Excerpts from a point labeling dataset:
#####

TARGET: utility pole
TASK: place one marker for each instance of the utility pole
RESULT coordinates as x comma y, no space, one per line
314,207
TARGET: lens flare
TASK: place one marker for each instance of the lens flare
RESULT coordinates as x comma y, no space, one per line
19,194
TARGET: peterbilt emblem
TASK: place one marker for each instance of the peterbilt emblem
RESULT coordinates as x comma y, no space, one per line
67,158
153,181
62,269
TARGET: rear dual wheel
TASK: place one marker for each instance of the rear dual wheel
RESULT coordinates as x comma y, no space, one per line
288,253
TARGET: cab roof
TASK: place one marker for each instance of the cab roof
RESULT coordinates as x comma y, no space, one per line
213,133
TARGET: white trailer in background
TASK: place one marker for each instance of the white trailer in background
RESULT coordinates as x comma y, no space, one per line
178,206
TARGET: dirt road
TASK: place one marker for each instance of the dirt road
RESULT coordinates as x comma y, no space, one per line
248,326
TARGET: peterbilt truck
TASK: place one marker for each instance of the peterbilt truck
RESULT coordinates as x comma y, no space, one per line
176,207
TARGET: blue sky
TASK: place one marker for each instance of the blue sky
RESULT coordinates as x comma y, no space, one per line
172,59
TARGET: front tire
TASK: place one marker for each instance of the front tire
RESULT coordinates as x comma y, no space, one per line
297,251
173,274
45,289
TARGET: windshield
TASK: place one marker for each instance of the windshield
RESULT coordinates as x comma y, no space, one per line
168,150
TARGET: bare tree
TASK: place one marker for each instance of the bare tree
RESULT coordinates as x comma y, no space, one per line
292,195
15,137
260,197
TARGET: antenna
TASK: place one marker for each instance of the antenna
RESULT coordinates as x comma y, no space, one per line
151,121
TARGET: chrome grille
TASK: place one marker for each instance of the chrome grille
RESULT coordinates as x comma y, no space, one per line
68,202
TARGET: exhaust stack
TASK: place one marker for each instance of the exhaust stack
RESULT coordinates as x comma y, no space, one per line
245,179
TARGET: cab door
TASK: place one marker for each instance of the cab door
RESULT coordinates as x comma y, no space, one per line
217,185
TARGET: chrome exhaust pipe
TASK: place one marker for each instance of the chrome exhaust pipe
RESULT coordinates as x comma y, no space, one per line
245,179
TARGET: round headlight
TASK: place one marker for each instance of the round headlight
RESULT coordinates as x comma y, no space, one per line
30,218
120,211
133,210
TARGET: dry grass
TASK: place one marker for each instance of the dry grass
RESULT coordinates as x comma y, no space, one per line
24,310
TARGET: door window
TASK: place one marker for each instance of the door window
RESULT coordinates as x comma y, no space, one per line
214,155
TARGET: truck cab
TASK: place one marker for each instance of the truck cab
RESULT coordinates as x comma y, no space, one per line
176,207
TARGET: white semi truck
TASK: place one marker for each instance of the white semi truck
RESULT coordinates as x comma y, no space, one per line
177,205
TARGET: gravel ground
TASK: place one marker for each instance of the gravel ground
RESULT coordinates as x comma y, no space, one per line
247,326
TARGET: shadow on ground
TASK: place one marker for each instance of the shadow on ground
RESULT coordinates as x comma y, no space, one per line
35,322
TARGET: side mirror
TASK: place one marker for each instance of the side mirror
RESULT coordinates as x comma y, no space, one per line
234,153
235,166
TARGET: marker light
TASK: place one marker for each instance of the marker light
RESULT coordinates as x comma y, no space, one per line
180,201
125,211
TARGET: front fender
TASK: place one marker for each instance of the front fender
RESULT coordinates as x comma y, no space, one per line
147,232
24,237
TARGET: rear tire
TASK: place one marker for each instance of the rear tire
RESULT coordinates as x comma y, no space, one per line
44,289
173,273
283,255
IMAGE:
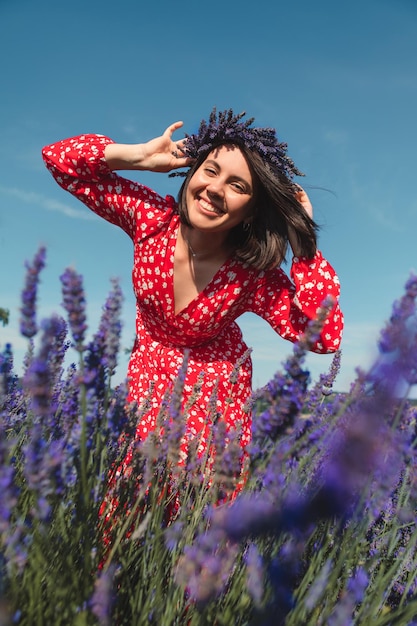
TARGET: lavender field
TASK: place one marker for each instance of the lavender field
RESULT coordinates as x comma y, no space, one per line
322,532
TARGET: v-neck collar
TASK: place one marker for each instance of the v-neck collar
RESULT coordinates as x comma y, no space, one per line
194,302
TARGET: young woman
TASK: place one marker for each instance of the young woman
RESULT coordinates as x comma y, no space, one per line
203,261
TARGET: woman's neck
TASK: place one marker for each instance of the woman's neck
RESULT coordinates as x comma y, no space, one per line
203,245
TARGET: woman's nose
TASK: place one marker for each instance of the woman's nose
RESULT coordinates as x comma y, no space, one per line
215,187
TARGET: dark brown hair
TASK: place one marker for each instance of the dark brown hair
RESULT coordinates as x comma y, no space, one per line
264,244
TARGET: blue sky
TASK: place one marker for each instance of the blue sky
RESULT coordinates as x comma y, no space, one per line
337,80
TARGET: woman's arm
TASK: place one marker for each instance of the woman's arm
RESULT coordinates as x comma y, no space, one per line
161,154
289,305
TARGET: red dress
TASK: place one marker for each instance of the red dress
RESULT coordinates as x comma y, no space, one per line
207,325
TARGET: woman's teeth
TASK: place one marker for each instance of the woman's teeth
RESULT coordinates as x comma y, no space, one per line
209,207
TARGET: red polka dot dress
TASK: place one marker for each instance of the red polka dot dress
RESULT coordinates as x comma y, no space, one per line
218,358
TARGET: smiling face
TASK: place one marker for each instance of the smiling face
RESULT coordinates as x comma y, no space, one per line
220,194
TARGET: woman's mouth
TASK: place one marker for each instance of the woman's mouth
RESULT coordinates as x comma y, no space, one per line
210,208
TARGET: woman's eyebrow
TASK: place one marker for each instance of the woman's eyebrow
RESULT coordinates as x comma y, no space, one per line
235,176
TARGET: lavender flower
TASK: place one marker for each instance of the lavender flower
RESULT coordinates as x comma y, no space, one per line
101,358
343,613
28,326
254,573
227,127
74,304
38,378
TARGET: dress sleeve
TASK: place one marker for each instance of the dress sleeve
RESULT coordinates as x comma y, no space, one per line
78,166
288,305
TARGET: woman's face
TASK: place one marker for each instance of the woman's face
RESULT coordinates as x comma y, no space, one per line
220,193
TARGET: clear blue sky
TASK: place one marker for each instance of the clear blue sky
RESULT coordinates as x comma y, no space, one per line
337,80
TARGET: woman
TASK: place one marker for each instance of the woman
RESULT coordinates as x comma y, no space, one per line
203,261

#####

Rescale the point coordinates in the answers by a factor of 2.15, rounding each result to a whole number with halves rounded up. Reproduce every line of the material, requests included, beginning with the line containing "TARGET: lavender flower" and continuing through the final line of the material.

TARGET: lavender flower
TASK: place one marker for each instance of the lavender flower
RESULT coordinates as x comma y, no space, one per line
217,770
737,1318
60,701
546,1232
488,273
159,654
82,813
TARGET: dress sleeve
TASK: place one marker for each instance of the dress sleeve
RESULT coordinates as x comma y, no space, one per line
168,357
619,656
TARGET: woman's face
TASK: place one marker for each instance of the woman's face
RESULT coordinates as x comma y, no space, one per line
473,415
TARGET: clear blue sky
TASK: place one marker for each instance of the clear blue sky
RESULT coordinates as x comma y, no space, one per line
725,172
TARGET: woman
TASK: place one marker for each instance of the woman
RESULT coordinates as x comma y, no space, one per line
436,561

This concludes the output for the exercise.